** Start of Dataset entries **
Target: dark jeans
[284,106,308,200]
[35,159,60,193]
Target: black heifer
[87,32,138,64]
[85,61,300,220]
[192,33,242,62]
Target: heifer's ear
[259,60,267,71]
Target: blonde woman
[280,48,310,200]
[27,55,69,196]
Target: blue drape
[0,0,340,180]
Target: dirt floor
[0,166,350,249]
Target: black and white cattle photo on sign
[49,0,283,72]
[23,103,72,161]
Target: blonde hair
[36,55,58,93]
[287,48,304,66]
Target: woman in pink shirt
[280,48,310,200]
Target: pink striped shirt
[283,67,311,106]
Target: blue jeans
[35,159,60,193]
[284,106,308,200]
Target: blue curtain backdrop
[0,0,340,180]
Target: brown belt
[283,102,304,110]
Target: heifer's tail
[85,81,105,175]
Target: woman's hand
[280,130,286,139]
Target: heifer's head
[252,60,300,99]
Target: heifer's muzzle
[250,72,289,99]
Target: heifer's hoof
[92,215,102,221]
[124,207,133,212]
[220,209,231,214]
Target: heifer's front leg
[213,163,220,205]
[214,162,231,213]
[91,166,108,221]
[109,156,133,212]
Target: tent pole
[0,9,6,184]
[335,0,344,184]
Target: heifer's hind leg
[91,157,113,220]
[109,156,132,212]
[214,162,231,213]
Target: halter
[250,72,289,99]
** End of Dataset entries **
** Start of Dataset entries **
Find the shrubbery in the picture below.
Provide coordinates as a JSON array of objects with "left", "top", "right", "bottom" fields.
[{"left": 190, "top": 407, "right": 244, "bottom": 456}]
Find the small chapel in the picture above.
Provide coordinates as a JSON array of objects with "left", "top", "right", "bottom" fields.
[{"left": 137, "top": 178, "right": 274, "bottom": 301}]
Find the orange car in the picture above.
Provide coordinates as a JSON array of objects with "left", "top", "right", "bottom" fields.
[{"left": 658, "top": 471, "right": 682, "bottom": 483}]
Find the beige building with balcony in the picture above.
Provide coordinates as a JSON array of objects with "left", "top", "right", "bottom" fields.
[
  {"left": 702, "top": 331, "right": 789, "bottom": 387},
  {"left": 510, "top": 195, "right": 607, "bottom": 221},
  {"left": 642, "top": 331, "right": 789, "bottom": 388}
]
** End of Dataset entries **
Exercise details. Output the lines above again exactly, from the one containing "Target: brown belt" through the one containing "[335,0,344,184]", both included.

Task response.
Target: brown belt
[283,102,304,110]
Target: heifer's tail
[85,81,105,175]
Target: woman's hand
[280,130,286,139]
Target: heifer's head
[252,60,300,99]
Target: heifer's muzzle
[250,72,289,99]
Target: heifer's hoof
[92,215,102,221]
[124,207,133,212]
[220,209,231,214]
Target: heifer's front leg
[213,163,220,205]
[214,162,231,213]
[91,166,108,221]
[109,156,133,212]
Target: tent pole
[0,9,6,184]
[335,0,344,184]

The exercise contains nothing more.